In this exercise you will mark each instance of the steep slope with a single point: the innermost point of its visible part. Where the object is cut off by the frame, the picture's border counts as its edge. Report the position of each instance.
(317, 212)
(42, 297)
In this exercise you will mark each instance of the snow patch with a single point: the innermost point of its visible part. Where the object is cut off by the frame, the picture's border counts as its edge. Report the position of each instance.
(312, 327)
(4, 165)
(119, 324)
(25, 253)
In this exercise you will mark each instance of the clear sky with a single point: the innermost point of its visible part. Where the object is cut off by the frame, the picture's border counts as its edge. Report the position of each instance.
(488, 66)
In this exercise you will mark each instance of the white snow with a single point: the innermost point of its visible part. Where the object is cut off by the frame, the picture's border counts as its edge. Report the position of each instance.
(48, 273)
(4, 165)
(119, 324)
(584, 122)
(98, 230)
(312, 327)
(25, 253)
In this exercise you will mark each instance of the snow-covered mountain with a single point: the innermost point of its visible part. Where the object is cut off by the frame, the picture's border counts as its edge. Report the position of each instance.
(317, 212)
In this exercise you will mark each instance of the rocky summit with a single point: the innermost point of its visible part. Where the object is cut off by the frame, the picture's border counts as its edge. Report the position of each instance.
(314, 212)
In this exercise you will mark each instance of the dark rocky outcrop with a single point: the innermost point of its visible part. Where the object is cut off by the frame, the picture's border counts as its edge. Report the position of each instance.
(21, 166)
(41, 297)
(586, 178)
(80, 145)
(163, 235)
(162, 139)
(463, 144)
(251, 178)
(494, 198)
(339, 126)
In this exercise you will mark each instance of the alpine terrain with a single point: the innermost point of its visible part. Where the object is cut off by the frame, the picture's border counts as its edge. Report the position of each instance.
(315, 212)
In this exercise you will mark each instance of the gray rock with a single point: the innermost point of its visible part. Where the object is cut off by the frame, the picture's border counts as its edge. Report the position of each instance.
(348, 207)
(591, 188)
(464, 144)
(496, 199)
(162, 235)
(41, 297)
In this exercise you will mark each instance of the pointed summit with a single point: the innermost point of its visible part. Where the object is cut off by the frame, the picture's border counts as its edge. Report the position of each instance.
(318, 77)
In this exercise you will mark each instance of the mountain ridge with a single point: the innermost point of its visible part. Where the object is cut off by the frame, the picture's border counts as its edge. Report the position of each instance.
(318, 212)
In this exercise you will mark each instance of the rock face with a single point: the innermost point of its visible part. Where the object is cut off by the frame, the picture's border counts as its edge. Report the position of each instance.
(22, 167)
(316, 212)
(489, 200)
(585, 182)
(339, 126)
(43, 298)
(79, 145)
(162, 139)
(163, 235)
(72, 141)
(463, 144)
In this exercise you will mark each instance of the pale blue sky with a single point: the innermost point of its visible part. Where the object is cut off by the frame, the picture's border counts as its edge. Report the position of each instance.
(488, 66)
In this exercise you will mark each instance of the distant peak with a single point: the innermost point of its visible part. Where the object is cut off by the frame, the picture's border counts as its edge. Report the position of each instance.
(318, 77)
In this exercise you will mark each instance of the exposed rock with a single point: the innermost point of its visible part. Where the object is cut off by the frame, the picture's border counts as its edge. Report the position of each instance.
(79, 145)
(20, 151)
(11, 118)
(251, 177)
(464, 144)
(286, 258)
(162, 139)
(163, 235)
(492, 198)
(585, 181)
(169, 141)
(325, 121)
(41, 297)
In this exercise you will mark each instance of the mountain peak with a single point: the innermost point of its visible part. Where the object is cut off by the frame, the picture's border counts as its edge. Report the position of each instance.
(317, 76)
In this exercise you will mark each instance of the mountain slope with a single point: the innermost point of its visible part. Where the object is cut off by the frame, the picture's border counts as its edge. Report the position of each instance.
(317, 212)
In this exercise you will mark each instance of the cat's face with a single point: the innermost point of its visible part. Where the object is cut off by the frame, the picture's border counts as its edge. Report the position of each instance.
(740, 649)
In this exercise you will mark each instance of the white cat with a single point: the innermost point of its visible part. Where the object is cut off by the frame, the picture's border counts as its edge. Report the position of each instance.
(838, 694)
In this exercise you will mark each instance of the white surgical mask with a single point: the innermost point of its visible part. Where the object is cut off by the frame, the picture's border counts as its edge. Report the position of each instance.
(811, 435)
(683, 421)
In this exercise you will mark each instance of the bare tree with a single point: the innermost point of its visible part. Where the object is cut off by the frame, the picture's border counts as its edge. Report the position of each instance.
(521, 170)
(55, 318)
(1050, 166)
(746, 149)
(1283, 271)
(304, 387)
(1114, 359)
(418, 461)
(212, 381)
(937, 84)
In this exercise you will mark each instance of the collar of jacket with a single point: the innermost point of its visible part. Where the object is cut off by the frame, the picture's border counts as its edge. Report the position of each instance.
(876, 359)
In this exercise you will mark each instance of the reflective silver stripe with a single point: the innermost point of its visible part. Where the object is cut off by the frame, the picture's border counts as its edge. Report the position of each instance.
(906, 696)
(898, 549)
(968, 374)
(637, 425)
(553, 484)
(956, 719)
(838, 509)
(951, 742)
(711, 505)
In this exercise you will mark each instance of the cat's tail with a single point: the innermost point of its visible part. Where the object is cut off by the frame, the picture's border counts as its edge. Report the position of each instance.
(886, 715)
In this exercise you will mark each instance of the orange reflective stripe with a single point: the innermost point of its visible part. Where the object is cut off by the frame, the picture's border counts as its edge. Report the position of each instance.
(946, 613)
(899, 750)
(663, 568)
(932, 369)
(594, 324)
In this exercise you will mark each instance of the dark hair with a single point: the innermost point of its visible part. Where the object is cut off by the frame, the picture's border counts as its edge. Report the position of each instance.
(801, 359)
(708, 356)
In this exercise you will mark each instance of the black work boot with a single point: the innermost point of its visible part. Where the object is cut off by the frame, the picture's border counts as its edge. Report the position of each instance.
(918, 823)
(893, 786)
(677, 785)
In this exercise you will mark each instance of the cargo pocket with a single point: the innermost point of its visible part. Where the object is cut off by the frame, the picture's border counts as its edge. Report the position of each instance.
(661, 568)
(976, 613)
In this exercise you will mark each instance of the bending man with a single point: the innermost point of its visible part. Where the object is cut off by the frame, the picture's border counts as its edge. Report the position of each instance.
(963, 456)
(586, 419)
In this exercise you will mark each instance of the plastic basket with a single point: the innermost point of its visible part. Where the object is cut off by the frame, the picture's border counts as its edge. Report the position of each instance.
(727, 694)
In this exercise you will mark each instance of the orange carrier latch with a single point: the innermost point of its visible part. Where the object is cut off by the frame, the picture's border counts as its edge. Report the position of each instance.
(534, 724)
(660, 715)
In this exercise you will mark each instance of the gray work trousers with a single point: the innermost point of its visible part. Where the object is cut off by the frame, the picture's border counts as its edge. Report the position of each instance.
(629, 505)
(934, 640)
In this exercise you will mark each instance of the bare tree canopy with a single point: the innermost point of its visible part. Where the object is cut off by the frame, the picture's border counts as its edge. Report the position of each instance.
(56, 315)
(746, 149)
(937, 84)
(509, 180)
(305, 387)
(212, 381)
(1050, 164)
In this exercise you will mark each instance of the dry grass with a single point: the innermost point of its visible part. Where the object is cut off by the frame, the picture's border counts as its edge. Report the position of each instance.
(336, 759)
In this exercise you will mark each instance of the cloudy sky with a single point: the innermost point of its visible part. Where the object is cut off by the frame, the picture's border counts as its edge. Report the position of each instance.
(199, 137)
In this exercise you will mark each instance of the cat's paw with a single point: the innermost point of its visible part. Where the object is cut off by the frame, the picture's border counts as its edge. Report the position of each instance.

───

→ **Set exercise**: Reproduce the complete data exactly as presented above.

→ **Complete response**:
In this exercise you will mark each instance of the steep slope with a single point: the innermost point of its visible part. Where the object is cut off by the frame, the picture's border counts as its edge. Report the position of each instance.
(317, 212)
(42, 297)
In this exercise you will mark each instance of the snow patch with a single point: the innermost point of its visible part. Where the object is cut off by the frame, the picture's border counts as its edge. Report the position of each instance.
(312, 327)
(4, 165)
(119, 324)
(25, 253)
In this exercise you will mark each instance of the clear sky with a single point: the innermost point of its visible part. Where the object is cut off by the frame, the picture's border counts as its edge. Report the position of each instance.
(488, 66)
In this exercise you will mark each instance of the white snow with a single point: the innermost point of its visible part. Where the object is cut off by the frame, the picture's border counts as its edge. Report the position of each instance.
(48, 273)
(4, 165)
(119, 324)
(584, 122)
(98, 230)
(312, 327)
(25, 253)
In this exercise you will mark each instance of the snow-covered mountain with a single point: the innermost point of its visible part. Where the object is cut off by the frame, the picture's border counts as its edge. Report the position of each instance.
(317, 212)
In this exercise you will mark each instance of the rocky summit with a single point: the innermost point of its visible part. Where the object is cut off by the frame, the picture's border counts as its edge. Report the position of each instance.
(314, 212)
In this exercise you will mark each instance of the dark rocky outcrop with a single point: the innermost point of its visible part. Where the object is cut off by the frame, the picture's border counts as its edge. Report the position of each instance.
(21, 166)
(41, 297)
(586, 178)
(80, 145)
(163, 235)
(162, 139)
(463, 144)
(251, 178)
(494, 198)
(339, 126)
In this exercise you will mark each instance of the alpine terrain with a single point: the innermost point of its visible part. Where the object is cut off by the frame, the picture's border counts as its edge. Report the position of each instance.
(315, 212)
In this exercise you will mark each instance of the gray rock with a single point: the innermost point of its visible part. Where the object is cut off by the frame, the picture's border counts as its edge. Report the position of each instance.
(348, 207)
(591, 188)
(464, 144)
(496, 199)
(162, 235)
(41, 297)
In this exercise you will mark each instance of the pointed summit with a single point: the innermost point of its visible part. Where the object is cut off by the frame, the picture's border counts as its edge. Report the position of each instance.
(318, 77)
In this exercise you will mark each instance of the mountain ridge with a single point: the innermost point of its visible part. Where the object is cut off by the frame, the picture's border counts as its edge. Report the position of each instance.
(318, 212)
In this exercise you will mark each instance of the rock face with a single point: the innermost point of its visible part. Where the object is cut off by the frame, the picture's border counts as its edge. Report the position of each instance.
(22, 167)
(316, 212)
(489, 200)
(585, 182)
(339, 126)
(43, 298)
(79, 145)
(162, 139)
(163, 235)
(72, 141)
(463, 144)
In this exercise you will mark each instance of the pale blue sky with a single point: the innermost point of its visible part. Where the object is cut off by the frame, the picture's border counts as its edge. Report the position of each instance.
(488, 66)
In this exercise you will mark each instance of the distant peak with a single point: the innermost point of its visible part. Where the object is cut off by the frame, the picture's border counts as its edge. Report the position of each instance.
(318, 77)
In this exercise you will mark each instance of the exposed rock with a single point: the innermost point of its visible part. Where the object is cut off by the frame, the picture's border counts as its edge. Report the position of each instance.
(79, 145)
(20, 151)
(11, 118)
(251, 177)
(464, 144)
(286, 258)
(162, 139)
(163, 235)
(492, 198)
(585, 181)
(169, 141)
(325, 121)
(41, 297)
In this exercise you will mark each instance of the mountain peak with a single point: the innermost point of its visible part. Where the object is cut off by the frame, the picture's border counts as its edge. Report the position of each instance.
(317, 76)
In this exercise you will mark each instance of the mountain slope with a single point: the innermost point of its visible part. Where the object is cut off by the frame, the picture's border counts as its edge. Report the position of each instance.
(317, 212)
In this exercise you will mark each instance of the cat's face with a single point: the innermost point of its visible part. Where the object is cut off by the frame, the picture's border counts as its edge. Report the position of each instance.
(740, 649)
In this exercise you will mark each instance of the white cat with a single point: the innermost point of its visible part. Where the object is cut off by the frame, the picture's border counts as its edge. Report the position of each instance.
(838, 694)
In this exercise you will mark each instance of the white surgical mask with a single point: the innermost point of its visible part. Where the object is cut off by the frame, the picture's border counts as its edge. Report the position of each instance.
(811, 435)
(683, 421)
In this exercise you will mark each instance of the bare tree with a single point: the innermost point of its visible part. Where the object is cut off by the frame, the picture's border counts as its edge. Report the position of each instance.
(521, 170)
(55, 318)
(1050, 166)
(746, 149)
(1283, 271)
(304, 387)
(1114, 359)
(418, 461)
(212, 381)
(937, 84)
In this exercise you will mark each instance of the collar of jacket with a single point: the innermost point of its visible part. Where the object is cut off by the frame, the picture's border counts as its edge. Report the position of each instance.
(876, 359)
In this exercise you will mark each instance of the reflective silver stripe with a single point: the innermost point of its visible part. Where the object is cut off by the frame, the picture's border counts as its edge. Report the position of each instance.
(906, 696)
(898, 549)
(968, 374)
(637, 425)
(553, 484)
(956, 719)
(838, 509)
(951, 742)
(711, 505)
In this exercise you will mark each instance of the cat's tail with a single point: the innermost point of its visible part. Where the object is cut off by the frame, the picture's border counts as its edge. Report the position of each instance.
(886, 715)
In this exercise you will mark each instance of the orange reflective stripe with a single point: the innermost point of its visible part. Where the object is cut off by the frame, the picture's border counts as its edge. Report the position of each instance.
(946, 613)
(899, 750)
(663, 568)
(932, 369)
(594, 324)
In this exercise you will mark each instance of the dark hair with a single point: the innermost point of its visible part. Where the object is cut off by the frame, the picture's border counts as its edge. Report the position of each instance.
(801, 359)
(708, 356)
In this exercise you will mark each instance of the black work boot with a single point: the innermost point of its visible part. Where the object is cut off by the frame, the picture's border counts as its edge. Report the position of each instance.
(918, 823)
(893, 786)
(677, 785)
In this exercise you will mark each instance of the cargo pocket with a single point: the innermost point of its visible part. Where the object is cut off by the frame, the picture's border counts as its edge. Report the position of each instance.
(661, 568)
(976, 613)
In this exercise you will mark each instance of the bending man with a single point: the innermost point of its visible part. Where the object is cut off by the frame, the picture's border counts as its edge. Report the position of each instance.
(963, 456)
(586, 419)
In this exercise you will mark each instance of the plastic basket with a single point: the innermost point of its visible part. Where the object is cut off by the frame, the picture's border counts as its edge. Report the position of each instance.
(727, 694)
In this exercise you will mark each instance of the orange carrier latch with a single point: the innermost point of its visible part. Where the object is cut off by the frame, the picture's border counts as its edge. Report the position of each instance.
(534, 724)
(660, 715)
In this exercise you will mark each instance of the gray work trousers with a single point: the innermost point of its visible part. Where the object is cut off by the frame, the picture's border counts as its edge. Report the position of each instance.
(629, 505)
(934, 640)
In this exercise you will mark each instance of the bare tree canopy with a single point: the innermost point of its visible part. Where the object is cut off by the frame, the picture's border counts as its edge. Report the position of each instance.
(56, 315)
(746, 149)
(937, 84)
(509, 180)
(305, 387)
(212, 381)
(1050, 164)
In this exercise you will mark each instance of the dry grass with a single point: the innermost point of its visible part. Where the object is cut off by the frame, the picture's border counts as its edge. Report the position of each instance.
(336, 759)
In this exercise you will mark each instance of the cloudy sky with a single point: the innermost point of its visible part. Where the object is cut off by the frame, the picture's border counts as its edge. Report the position of each instance.
(199, 137)
In this exercise you will mark each instance of the cat's paw with a single point: the innermost point of its visible part. Where the object is cut off by the frame, the picture's border counts as its edge. Report the position of each instance.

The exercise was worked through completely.